1. Introduction
With the rapid amount of data generated every day in our current data-based age and the growing complexity of machine learning pipelines, the classical approach of collecting and processing data in one centralized storage and processing site is becoming inadequate. To ensure efficient data processing, large-scale distributed systems have emerged as a key technology that disperses data and computing tasks across multiple nodes, enabling resource allocation optimization and task processing in parallel [
1]. Design and implementing distributed systems is no easy task though.
There are many other things to consider when constructing his own distributed system, such as the reasonable distribution of computing load, the optimization of communication between nodes, and the extensibility and fault tolerance of the system. As a result of these hurdles, researchers have been evaluating new algorithms and architectures that enhance the reliability and scalability of distributed systems repeatedly.
Nevertheless, the collaborative optimization of data collection and machine learning tasks in a distributed setting is a challenging problem. First, data privacy and security issues are paramount in distributed systems, especially when sensitive data is in play. How to protect the privacy and integrity of data during multi-node data exchange to prevent being leaked and malicious tampered by any participant is an urgent and difficult problem to be solved [
2]. Second, more communication latency and bandwidth constraints are also one of the performance bottlenecks in a distributed environment between the nodes. As the nodes increase, the network transmission, which is the main factor restricting the system efficiency, is more significant.
To solve these problems, researchers focus on proposing new data compression and communication optimization methods, which aim to reduce the cost and time of exchanging data between nodes as much as possible. Moreover, it is also an issue worthy of further discussion on how to efficiently manage the status of nodes and the scheduling of computing tasks, so that the computing and storage resources of each node can be reasonably allocated. Efficient algorithms is important for optimizing the coordination strategy, but it also need to take full account of the actual conditions of hardware and network [
3].

[Material supplied]

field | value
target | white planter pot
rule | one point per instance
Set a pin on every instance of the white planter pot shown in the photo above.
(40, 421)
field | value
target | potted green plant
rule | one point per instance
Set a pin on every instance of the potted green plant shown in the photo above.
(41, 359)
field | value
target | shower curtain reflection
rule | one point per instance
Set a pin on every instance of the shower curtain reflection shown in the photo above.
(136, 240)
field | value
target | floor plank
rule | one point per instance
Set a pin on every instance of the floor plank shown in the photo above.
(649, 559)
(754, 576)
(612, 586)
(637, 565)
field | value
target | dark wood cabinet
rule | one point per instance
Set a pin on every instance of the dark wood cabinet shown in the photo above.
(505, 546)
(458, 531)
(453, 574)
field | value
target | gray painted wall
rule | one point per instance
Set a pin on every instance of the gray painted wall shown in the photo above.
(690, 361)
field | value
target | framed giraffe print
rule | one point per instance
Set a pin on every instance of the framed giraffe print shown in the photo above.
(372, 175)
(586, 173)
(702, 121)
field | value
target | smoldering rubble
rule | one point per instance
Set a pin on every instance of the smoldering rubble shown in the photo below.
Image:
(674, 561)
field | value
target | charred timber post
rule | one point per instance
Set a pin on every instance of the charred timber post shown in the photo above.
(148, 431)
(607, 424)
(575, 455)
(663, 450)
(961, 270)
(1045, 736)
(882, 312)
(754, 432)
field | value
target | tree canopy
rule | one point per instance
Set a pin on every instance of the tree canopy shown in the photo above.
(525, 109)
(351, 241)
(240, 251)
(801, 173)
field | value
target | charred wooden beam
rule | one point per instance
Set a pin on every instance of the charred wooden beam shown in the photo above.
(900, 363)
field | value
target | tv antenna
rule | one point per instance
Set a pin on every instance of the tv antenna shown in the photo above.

[Problem set]
1/ Answer these questions using the introduction, and mark each answer with its letter.
(a) What do large-scale distributed systems disperse across multiple nodes?
(b) As the nodes increase, what becomes the main factor restricting system efficiency?
(c) What do the new data compression and communication optimization methods aim to reduce?
2/ Reproduce word for word the part of the introduction that opens with the words containing "Nevertheless, the collaborative" and closes with "is more significant.".
3/ List every consideration the introduction names for constructing a distributed system.

[Answers given]
1/
(a) Data and computing tasks.
(b) Network transmission.
(c) The cost and time of exchanging data between nodes.

2/
Nevertheless, the collaborative optimization of data collection and machine learning tasks in a distributed setting is a challenging problem. First, data privacy and security issues are paramount in distributed systems, especially when sensitive data is in play. How to protect the privacy and integrity of data during multi-node data exchange to prevent being leaked and malicious tampered by any participant is an urgent and difficult problem to be solved [
2]. Second, more communication latency and bandwidth constraints are also one of the performance bottlenecks in a distributed environment between the nodes. As the nodes increase, the network transmission, which is the main factor restricting the system efficiency, is more significant.

3/
- The reasonable distribution of computing load
- The optimization of communication between nodes
- The extensibility of the system
- The fault tolerance of the system